## Provided text
= Beginning of Section =
The caller of x25_new_lci() could then assume that (when x25_new_lci was running) the returned LCI was not in use, so the caller can probably use it.

The problems are that:

  1. There is no lock protecting the caller, and LCIs are allocated from 1 upwards, two concurrent callers are likely to be allocated the same LCI.
  2. During heavy load the list is frequently modified, and x25_find_socket churns through read locks on that list.

Here is the modified code:

static unsigned int x25_new_lci(struct sock *owner, struct x25_neigh *nb)
{
	unsigned int lci = 1;
	struct sock *s;

	write_lock_bh(&x25_list_lock);
	while (lci < 4096) {
		bool in_use = false;

		sk_for_each(s, &x25_list) {
			if (s != owner &&
			    x25_sk(s)->lci == lci &&
			    x25_sk(s)->neighbour == nb) {
				in_use = true;
				break;
			}
		}
		if (!in_use) {
			x25_sk(owner)->lci = lci;
			break;
		}
		lci++;
	}
	write_unlock_bh(&x25_list_lock);
	return (lci < 4096) ? lci : 0;
}

This code only uses the lock once (as a write lock), rather than once per open connection (as a read lock). It properly protects the LCI, setting it as in-use within the write lock protected region.

I have not confirmed why stress-test is 4.5 times faster with this fix in place, it is probably a combination of:

  • stress-test punishes lost connections (e.g. where the kernel gets confused and reuses an LCI).
  • One write lock is probably faster than many read locks in this circumstance. Since the write lock will always be used eventually (to allocate the LCI), the read locks are just wasting cycles. These read locks are spin locks, which burn CPU waiting.

Graphs of connections/second in the dashboard went from lumpy:

SYNC-003

to smooth with SYNC-004 in place:

SYNC-004

X.25 kernel SYNC-005, SYNC-006, SYNC-007

These patches maintained or improved the performance of the previous set. Notably, SYNC-007 improves data throughput:

Bytes per second by Kernel Patch

SYNC-007 replaces spin locks (which burn CPU waiting for the lock) with Read/Copy/Update locks (essentially free for read locking). Since one or more of these read locks are acquired on every packet processed, and these locks are mostly used as read locks, this is a worthwhile performance improvement.
= End of Section =
## Study questions
1. According to the X.25 patch write-up, how much faster was stress-test with the fix in place?
2. Retype word for word the part of the X.25 patch write-up starting at "2. During heavy" and ending at "struct x25_neigh *nb)".
The data entries were taken from a separate source.

## Collected data entries
= Beginning of Section =
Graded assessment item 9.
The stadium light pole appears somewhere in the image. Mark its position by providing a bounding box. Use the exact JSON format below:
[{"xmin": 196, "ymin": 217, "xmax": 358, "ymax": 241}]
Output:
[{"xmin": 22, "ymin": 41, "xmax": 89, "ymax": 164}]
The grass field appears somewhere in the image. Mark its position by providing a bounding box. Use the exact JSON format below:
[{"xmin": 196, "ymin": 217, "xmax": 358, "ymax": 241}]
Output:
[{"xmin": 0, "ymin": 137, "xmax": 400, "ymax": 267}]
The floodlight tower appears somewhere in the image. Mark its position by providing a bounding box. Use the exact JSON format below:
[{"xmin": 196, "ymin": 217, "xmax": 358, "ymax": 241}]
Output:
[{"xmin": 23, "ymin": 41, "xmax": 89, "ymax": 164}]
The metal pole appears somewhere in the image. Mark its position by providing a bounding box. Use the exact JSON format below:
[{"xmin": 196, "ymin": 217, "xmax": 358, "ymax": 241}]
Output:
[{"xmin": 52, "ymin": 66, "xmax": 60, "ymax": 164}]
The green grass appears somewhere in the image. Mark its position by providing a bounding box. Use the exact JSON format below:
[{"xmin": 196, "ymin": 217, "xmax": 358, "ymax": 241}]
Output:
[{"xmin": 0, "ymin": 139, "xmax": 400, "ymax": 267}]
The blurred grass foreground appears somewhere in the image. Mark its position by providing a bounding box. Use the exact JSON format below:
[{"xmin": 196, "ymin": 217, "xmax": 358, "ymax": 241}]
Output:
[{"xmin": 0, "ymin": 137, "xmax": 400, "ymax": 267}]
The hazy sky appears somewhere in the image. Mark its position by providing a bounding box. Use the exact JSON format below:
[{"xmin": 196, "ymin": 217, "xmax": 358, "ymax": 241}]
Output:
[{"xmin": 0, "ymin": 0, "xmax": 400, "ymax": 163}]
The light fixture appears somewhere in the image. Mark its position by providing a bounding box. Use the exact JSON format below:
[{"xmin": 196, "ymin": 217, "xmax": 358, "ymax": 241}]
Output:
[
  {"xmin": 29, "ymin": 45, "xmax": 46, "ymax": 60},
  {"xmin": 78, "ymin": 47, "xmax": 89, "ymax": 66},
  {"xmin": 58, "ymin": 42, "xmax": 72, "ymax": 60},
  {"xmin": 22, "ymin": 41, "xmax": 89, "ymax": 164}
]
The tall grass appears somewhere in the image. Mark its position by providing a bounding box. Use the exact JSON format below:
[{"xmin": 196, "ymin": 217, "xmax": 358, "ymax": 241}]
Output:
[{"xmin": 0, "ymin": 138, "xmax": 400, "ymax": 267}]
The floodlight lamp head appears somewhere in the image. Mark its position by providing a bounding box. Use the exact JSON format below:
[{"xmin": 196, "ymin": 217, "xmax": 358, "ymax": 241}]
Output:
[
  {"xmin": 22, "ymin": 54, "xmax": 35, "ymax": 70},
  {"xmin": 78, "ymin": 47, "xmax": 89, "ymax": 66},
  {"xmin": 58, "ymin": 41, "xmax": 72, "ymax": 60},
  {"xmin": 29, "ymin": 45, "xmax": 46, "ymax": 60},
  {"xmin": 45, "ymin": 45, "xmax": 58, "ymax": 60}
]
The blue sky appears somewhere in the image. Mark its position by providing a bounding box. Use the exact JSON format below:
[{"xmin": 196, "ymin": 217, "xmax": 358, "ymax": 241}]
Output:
= End of Section =
## Results by task
1. 4.5 times faster.

2.
2. During heavy load the list is frequently modified, and x25_find_socket churns through read locks on that list.

Here is the modified code:

static unsigned int x25_new_lci(struct sock *owner, struct x25_neigh *nb)